▸ WHAT IS BEING ASKED: Reproduce the passage on Lithuania that follows, word for word and in full.

▸ PAGE TEXT:
□ □ □ □ □ □ □

Lithuania, the most southern and debatably the least known of the Baltic countries is a friendly and welcoming nation. Lithuania may be small but it's a feisty nation, surprising the world over a decade ago when its brave shouts of protest, over soviet rule, became the catalyst that lead to the demise of the Soviet occupation of the Baltic's.
It has a beautiful capital, Vilnius, its skyline dotted with church spires and cobbled streets leading to little courtyards, boasting some wonderful buildings. Simply wandering around, taking in the sights and sounds, is a pleasure. Over the last few years many buildings have been carefully renovated standing tall and proud, yet some remain as they have been for a hundred years, waiting patiently to be restored to their former glory, if only walls could talk....
Lithuania has some lovely countryside, colourful pretty wooden houses, lakes and rivers perfect for canoeing down, as well as a beautiful coastline with miles of white sandy beaches.
Around 2,000 BC ancestors of Lithuania called the Balts settled into the country. Then, much later, in 136 Vilnius was made the country’s capital by the Grand Duke Gediminas. Lithuania and Poland had close ties, they had both been ruled by Grand Duke Jogaila and in 1410 they defeated the Teutonic Knights together, who had been a growing threat to both countries. Then, in 1569, the two nations formed a Commonwealth, this was also known as I Rzeczpospolita. The commonwealth meant Poland and Lithuania couldn’t make alliances without consulting one another. Russia captured Vilnius in 1654, and parts of the Polish-Lithuanian Union were then invaded by Prussia, Austria and Russia, until 1795 when Lithuania was completely taken over by Russia. In 1915 Lithuania was occupied by Germans, but then in 1918 the country became independent. However it was not to be a properly independent until 1991, for in August 1940 Lithuania was annexed by the Soviet Union, resulting in mass execution or deportation of the Lithuanian people. Then in June 1941 Lithuania was captured by Germans, who practically exterminated the entire Jewish population. After this Lithuania was again captured by Russia in July 1944, becoming a country under communist rule. In September 1991 Lithuania finally became independent and joined the United Nations, but there were still many Russian soldiers in Lithuania until 1993.

□ □ □ □ □ □ □

▸ GIVEN RECORDS:
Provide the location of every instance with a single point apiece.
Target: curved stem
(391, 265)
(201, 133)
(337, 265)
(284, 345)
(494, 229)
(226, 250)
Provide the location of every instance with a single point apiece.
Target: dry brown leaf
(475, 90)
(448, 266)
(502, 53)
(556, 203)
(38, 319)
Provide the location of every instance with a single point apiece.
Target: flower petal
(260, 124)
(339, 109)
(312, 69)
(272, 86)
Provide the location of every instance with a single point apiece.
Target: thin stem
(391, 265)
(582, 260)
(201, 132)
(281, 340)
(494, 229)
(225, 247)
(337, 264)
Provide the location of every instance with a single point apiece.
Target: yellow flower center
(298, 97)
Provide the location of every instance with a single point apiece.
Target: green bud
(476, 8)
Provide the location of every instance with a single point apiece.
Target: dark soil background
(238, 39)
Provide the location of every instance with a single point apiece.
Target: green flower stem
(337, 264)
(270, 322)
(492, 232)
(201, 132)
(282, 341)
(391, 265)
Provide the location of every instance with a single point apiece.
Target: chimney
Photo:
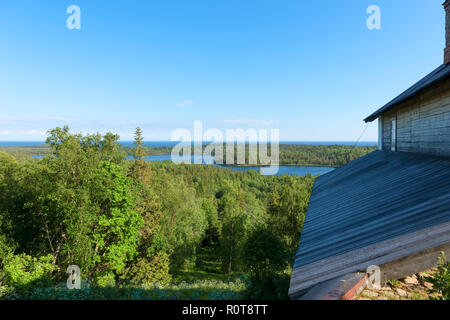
(447, 32)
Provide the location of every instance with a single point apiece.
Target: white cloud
(185, 103)
(249, 122)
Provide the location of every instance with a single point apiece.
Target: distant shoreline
(172, 143)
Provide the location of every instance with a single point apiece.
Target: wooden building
(390, 208)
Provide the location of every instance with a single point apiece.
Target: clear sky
(310, 68)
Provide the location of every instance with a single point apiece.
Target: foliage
(441, 279)
(138, 229)
(23, 271)
(265, 258)
(199, 290)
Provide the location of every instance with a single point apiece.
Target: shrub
(265, 258)
(23, 271)
(441, 279)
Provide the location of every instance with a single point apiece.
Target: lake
(289, 170)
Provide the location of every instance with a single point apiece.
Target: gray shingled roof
(381, 196)
(439, 74)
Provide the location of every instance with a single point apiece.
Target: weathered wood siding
(423, 123)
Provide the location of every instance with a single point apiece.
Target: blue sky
(310, 68)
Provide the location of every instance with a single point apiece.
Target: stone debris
(402, 293)
(411, 280)
(414, 287)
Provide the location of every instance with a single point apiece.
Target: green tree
(265, 258)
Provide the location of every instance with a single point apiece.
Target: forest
(146, 230)
(289, 154)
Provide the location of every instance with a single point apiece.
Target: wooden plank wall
(423, 123)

□ □ □ □ □ □ □

▸ OUTPUT BELOW:
Lithuania, the most southern and debatably the least known of the Baltic countries is a friendly and welcoming nation. Lithuania may be small but it's a feisty nation, surprising the world over a decade ago when its brave shouts of protest, over soviet rule, became the catalyst that lead to the demise of the Soviet occupation of the Baltic's.
It has a beautiful capital, Vilnius, its skyline dotted with church spires and cobbled streets leading to little courtyards, boasting some wonderful buildings. Simply wandering around, taking in the sights and sounds, is a pleasure. Over the last few years many buildings have been carefully renovated standing tall and proud, yet some remain as they have been for a hundred years, waiting patiently to be restored to their former glory, if only walls could talk....
Lithuania has some lovely countryside, colourful pretty wooden houses, lakes and rivers perfect for canoeing down, as well as a beautiful coastline with miles of white sandy beaches.
Around 2,000 BC ancestors of Lithuania called the Balts settled into the country. Then, much later, in 136 Vilnius was made the country’s capital by the Grand Duke Gediminas. Lithuania and Poland had close ties, they had both been ruled by Grand Duke Jogaila and in 1410 they defeated the Teutonic Knights together, who had been a growing threat to both countries. Then, in 1569, the two nations formed a Commonwealth, this was also known as I Rzeczpospolita. The commonwealth meant Poland and Lithuania couldn’t make alliances without consulting one another. Russia captured Vilnius in 1654, and parts of the Polish-Lithuanian Union were then invaded by Prussia, Austria and Russia, until 1795 when Lithuania was completely taken over by Russia. In 1915 Lithuania was occupied by Germans, but then in 1918 the country became independent. However it was not to be a properly independent until 1991, for in August 1940 Lithuania was annexed by the Soviet Union, resulting in mass execution or deportation of the Lithuanian people. Then in June 1941 Lithuania was captured by Germans, who practically exterminated the entire Jewish population. After this Lithuania was again captured by Russia in July 1944, becoming a country under communist rule. In September 1991 Lithuania finally became independent and joined the United Nations, but there were still many Russian soldiers in Lithuania until 1993.